→ **Exercise**:
Please write out exactly the lines of the data below from the line holding "In this exercise you will indicate the hi-vis" through the line holding "In this exercise you will indicate the runner in the", and leave out the rest.

--- Material provided Enclosed Below ---

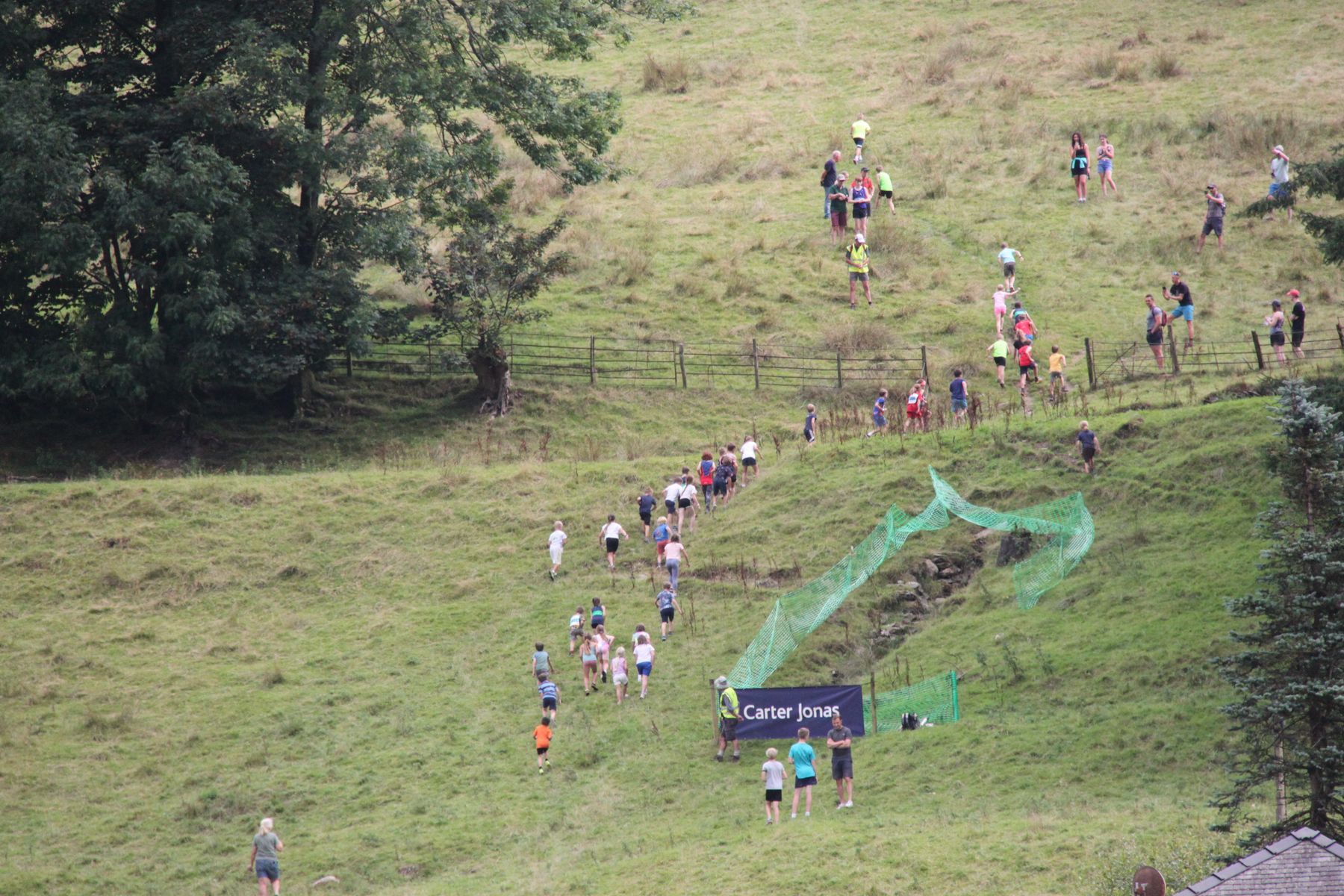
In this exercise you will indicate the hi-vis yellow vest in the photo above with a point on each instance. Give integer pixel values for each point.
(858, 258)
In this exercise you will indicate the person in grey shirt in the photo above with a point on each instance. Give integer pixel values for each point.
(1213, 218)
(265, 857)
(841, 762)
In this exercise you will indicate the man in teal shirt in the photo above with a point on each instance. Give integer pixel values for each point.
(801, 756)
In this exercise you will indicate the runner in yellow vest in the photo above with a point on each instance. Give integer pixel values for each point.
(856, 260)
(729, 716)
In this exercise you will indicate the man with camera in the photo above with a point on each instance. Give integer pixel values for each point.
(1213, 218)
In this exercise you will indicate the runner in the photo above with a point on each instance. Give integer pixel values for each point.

--- End of Enclosed Material provided ---
--- Material provided Enclosed Below ---

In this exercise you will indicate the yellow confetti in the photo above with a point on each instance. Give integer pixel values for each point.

--- End of Enclosed Material provided ---

→ **Exercise result**:
In this exercise you will indicate the hi-vis yellow vest in the photo above with a point on each instance. Give integer pixel values for each point.
(858, 258)
In this exercise you will indicate the person in grey shirt in the photo above with a point on each instance. Give integer pixel values for each point.
(1213, 218)
(265, 857)
(841, 762)
In this exercise you will indicate the man in teal shirt in the photo above with a point on each instance. Give integer pixel values for each point.
(801, 756)
In this exercise you will indicate the runner in yellow vest in the photo above with a point on each instance. Give integer pixel values for each point.
(856, 260)
(729, 716)
In this exercise you will indicate the man with camera in the photo above with a point on each instance. Give integer pixel values for each point.
(1213, 218)
In this exercise you will indicate the runner in the photo above with a point on each instance. Give integer pixel values for each point.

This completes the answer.